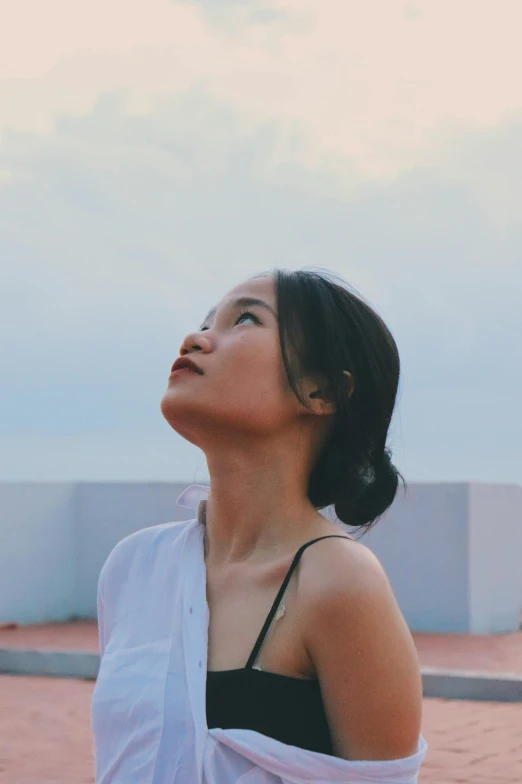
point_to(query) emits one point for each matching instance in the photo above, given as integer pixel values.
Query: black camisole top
(279, 706)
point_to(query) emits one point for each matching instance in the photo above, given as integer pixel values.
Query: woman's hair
(325, 328)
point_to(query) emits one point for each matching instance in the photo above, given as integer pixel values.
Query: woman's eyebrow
(242, 302)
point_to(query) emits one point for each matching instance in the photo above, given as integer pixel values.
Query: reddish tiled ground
(45, 736)
(493, 653)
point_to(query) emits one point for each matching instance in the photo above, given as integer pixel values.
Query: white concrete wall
(37, 563)
(422, 542)
(495, 557)
(452, 550)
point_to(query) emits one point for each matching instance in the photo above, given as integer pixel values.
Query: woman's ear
(317, 393)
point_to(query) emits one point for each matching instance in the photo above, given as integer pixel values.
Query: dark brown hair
(326, 327)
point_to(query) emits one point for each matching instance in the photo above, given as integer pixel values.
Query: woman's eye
(247, 314)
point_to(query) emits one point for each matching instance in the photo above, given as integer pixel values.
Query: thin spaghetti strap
(277, 600)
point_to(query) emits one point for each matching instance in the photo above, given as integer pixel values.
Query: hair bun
(368, 496)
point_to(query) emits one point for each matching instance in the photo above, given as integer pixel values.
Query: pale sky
(152, 155)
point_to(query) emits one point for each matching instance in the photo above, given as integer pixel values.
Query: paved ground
(45, 735)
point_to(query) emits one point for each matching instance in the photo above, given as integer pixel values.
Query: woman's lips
(183, 370)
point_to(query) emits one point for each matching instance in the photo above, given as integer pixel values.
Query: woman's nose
(194, 342)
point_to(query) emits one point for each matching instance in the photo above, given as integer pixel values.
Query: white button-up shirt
(148, 712)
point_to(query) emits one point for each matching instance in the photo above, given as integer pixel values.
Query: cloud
(120, 230)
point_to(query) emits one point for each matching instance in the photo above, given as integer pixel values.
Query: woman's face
(243, 386)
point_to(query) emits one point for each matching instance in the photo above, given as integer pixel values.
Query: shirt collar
(195, 497)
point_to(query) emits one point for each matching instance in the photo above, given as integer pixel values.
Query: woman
(288, 387)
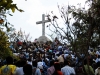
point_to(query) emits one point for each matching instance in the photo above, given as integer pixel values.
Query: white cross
(43, 24)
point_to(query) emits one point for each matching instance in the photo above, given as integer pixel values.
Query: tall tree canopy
(5, 7)
(82, 26)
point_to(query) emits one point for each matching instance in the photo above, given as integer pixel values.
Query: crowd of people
(50, 59)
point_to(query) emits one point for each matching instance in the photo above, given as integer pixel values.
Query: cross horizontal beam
(40, 22)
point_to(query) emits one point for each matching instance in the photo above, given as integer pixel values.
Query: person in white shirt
(19, 71)
(67, 70)
(40, 64)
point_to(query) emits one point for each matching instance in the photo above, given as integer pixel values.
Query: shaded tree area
(6, 7)
(81, 25)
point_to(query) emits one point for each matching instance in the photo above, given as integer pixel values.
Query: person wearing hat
(8, 68)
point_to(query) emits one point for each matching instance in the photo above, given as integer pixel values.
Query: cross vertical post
(43, 24)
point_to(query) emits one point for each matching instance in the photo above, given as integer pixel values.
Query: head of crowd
(50, 58)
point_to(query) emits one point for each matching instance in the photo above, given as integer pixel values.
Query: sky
(33, 10)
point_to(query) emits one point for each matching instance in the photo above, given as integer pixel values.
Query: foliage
(5, 7)
(4, 45)
(82, 26)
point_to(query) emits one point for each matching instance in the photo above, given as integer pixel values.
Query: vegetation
(81, 25)
(5, 7)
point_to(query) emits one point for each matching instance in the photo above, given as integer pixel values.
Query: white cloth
(19, 71)
(67, 70)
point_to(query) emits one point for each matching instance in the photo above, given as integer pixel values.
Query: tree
(81, 25)
(5, 7)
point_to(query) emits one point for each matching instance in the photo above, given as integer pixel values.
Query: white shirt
(97, 71)
(97, 52)
(29, 62)
(40, 65)
(67, 70)
(97, 60)
(65, 55)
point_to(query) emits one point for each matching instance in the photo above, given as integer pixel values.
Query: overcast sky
(33, 10)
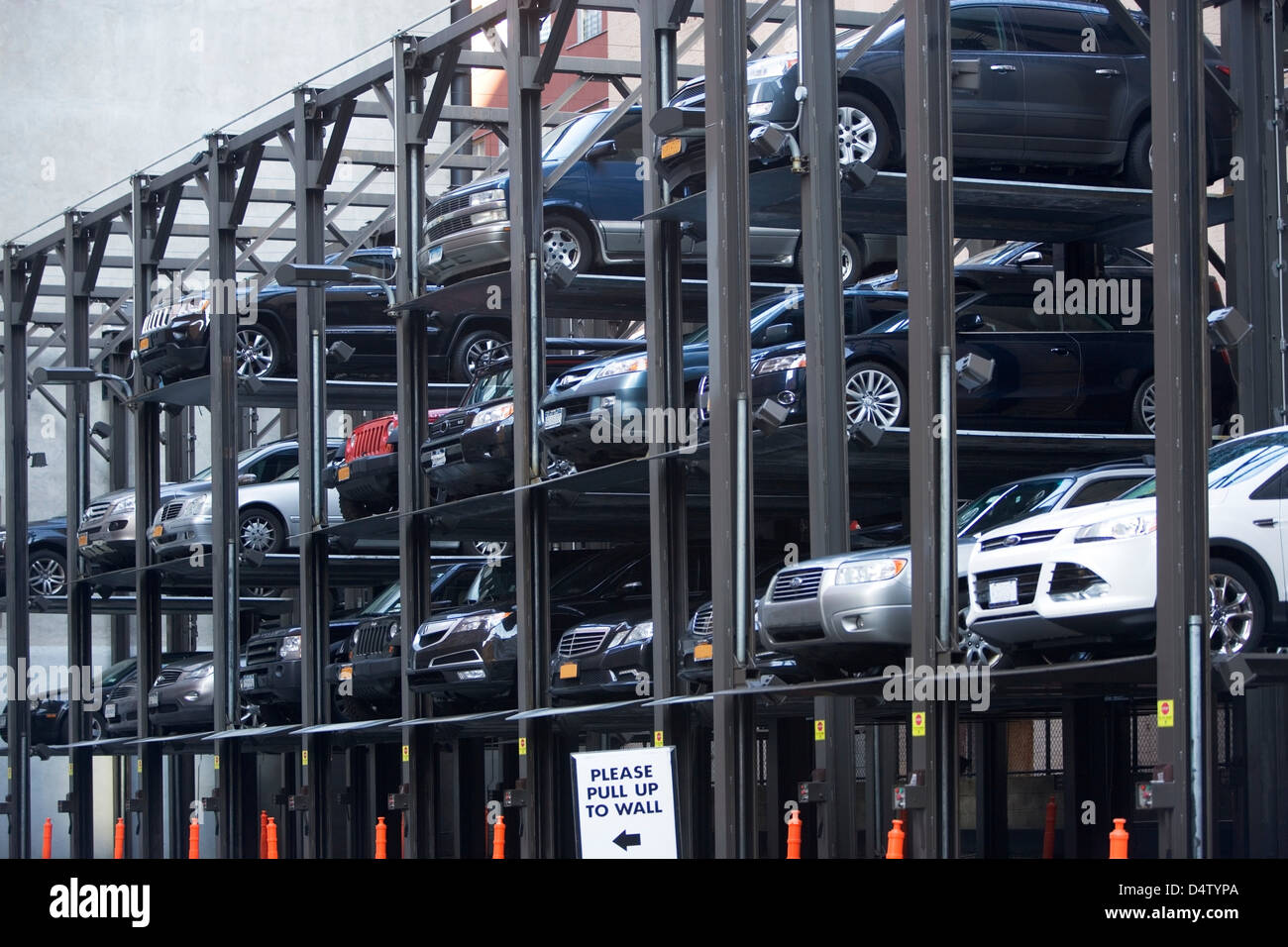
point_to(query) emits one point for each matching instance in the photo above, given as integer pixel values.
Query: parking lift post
(728, 307)
(824, 355)
(931, 419)
(150, 230)
(1183, 432)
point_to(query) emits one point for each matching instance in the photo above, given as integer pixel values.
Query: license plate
(1004, 592)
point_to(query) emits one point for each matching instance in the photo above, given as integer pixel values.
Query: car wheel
(566, 241)
(48, 573)
(1142, 408)
(262, 531)
(1236, 611)
(258, 354)
(862, 132)
(1138, 163)
(472, 351)
(875, 393)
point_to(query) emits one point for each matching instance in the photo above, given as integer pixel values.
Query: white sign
(626, 802)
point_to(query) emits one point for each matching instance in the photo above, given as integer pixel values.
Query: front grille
(584, 641)
(374, 637)
(1025, 585)
(703, 620)
(1021, 539)
(797, 583)
(1069, 577)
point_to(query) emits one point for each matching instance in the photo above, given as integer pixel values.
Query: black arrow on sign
(625, 841)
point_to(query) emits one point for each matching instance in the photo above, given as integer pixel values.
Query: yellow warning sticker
(1167, 712)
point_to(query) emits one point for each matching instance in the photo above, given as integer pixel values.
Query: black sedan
(1051, 371)
(1052, 84)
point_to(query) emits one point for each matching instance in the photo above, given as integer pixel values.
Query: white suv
(1087, 577)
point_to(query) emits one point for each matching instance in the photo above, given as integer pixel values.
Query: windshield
(559, 142)
(1009, 504)
(1232, 462)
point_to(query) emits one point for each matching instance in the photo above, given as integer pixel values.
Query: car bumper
(476, 250)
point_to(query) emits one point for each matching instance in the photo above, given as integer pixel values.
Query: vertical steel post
(147, 496)
(728, 313)
(824, 355)
(531, 539)
(224, 561)
(17, 561)
(413, 492)
(1184, 421)
(932, 419)
(76, 240)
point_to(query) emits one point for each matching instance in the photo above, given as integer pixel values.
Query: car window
(1050, 30)
(975, 30)
(1103, 489)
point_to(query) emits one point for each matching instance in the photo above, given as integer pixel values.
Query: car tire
(1138, 162)
(1236, 608)
(862, 131)
(258, 351)
(1142, 407)
(261, 530)
(568, 243)
(471, 351)
(875, 393)
(47, 573)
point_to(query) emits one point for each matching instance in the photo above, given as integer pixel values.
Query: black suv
(1059, 85)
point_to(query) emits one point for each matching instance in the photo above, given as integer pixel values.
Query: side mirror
(600, 150)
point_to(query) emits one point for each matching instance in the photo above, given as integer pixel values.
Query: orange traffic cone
(794, 834)
(1048, 834)
(896, 840)
(1119, 839)
(498, 838)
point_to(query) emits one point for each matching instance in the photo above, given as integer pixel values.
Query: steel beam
(728, 304)
(1183, 425)
(932, 419)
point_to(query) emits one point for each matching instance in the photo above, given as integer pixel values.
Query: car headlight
(621, 367)
(643, 631)
(493, 415)
(870, 571)
(769, 67)
(1119, 528)
(480, 622)
(767, 367)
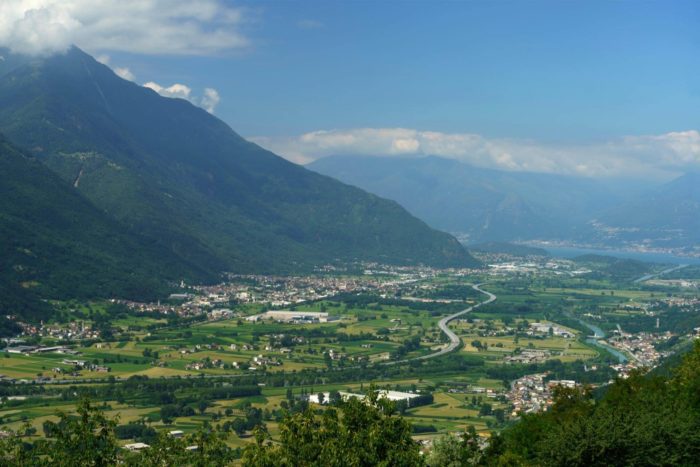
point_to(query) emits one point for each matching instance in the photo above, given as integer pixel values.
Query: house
(134, 447)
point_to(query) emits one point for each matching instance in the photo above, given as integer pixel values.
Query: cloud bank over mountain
(174, 27)
(644, 156)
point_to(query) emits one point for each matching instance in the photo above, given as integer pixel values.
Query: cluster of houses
(292, 317)
(70, 331)
(545, 329)
(528, 356)
(35, 349)
(532, 393)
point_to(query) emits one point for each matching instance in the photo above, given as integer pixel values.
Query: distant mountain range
(492, 205)
(121, 189)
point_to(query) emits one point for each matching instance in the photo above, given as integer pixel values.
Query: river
(665, 258)
(599, 334)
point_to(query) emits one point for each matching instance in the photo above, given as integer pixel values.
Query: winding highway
(443, 324)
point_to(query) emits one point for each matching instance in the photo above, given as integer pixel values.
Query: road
(666, 271)
(443, 324)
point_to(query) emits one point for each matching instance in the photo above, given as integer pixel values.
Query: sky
(589, 88)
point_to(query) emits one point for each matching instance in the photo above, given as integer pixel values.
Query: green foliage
(88, 439)
(155, 189)
(642, 420)
(356, 433)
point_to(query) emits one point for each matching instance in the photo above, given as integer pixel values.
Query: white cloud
(641, 156)
(208, 101)
(176, 90)
(310, 24)
(41, 27)
(124, 73)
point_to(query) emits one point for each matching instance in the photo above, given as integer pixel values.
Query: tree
(86, 440)
(446, 452)
(364, 432)
(239, 426)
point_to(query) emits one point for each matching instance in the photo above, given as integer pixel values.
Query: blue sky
(563, 80)
(545, 70)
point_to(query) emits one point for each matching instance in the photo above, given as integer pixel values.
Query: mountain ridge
(173, 175)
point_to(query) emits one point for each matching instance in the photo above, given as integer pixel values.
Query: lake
(666, 258)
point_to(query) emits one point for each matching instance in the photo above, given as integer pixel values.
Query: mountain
(508, 249)
(182, 182)
(668, 215)
(57, 244)
(484, 204)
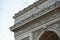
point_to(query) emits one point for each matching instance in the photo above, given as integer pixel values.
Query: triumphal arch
(39, 21)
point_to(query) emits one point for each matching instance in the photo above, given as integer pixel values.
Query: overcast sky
(7, 10)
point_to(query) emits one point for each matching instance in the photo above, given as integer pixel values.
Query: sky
(7, 10)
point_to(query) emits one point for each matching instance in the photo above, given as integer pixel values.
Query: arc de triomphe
(39, 21)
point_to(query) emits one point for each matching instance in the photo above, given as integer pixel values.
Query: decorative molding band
(45, 11)
(29, 8)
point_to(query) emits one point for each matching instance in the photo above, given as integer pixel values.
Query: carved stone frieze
(34, 16)
(40, 21)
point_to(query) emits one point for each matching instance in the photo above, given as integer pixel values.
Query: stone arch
(48, 34)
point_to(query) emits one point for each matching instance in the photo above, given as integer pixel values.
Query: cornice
(45, 11)
(28, 8)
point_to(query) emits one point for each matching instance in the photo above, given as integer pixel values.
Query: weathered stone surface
(34, 22)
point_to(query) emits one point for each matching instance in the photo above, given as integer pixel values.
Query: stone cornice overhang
(45, 11)
(28, 8)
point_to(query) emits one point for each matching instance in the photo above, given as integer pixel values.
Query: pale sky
(7, 10)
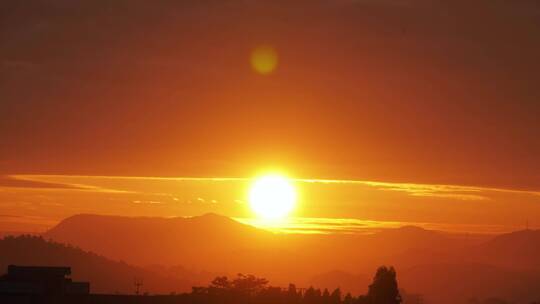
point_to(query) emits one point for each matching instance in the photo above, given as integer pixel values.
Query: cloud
(88, 183)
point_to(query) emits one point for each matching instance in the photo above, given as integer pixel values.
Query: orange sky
(37, 203)
(414, 92)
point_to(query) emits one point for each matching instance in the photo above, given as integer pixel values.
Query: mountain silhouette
(432, 263)
(104, 275)
(516, 250)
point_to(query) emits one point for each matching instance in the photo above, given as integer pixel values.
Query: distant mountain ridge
(221, 245)
(104, 275)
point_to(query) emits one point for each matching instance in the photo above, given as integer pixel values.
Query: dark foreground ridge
(50, 285)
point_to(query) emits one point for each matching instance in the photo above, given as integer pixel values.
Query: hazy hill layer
(104, 275)
(442, 267)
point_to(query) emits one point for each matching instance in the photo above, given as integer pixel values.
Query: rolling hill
(104, 275)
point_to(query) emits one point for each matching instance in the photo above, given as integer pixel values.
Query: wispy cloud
(87, 183)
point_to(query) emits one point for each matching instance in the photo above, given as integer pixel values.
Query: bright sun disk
(272, 197)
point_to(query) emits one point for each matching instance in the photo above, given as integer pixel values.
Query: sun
(264, 60)
(272, 197)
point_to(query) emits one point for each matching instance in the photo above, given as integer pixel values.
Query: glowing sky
(39, 201)
(436, 101)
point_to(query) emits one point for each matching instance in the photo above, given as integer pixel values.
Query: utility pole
(138, 283)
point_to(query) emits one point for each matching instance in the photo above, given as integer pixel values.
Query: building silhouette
(41, 281)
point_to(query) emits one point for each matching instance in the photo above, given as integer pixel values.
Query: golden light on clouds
(272, 197)
(264, 59)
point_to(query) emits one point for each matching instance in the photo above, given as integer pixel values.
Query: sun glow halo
(272, 197)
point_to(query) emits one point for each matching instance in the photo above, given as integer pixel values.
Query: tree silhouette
(384, 289)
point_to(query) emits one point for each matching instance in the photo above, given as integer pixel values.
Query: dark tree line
(251, 289)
◆ ◆ ◆
Written instruction:
Identify every line in the material above that contains the word "vertical", and copy each of those lines in full.

Answer to this problem:
Query: cross vertical post
Query: vertical steel post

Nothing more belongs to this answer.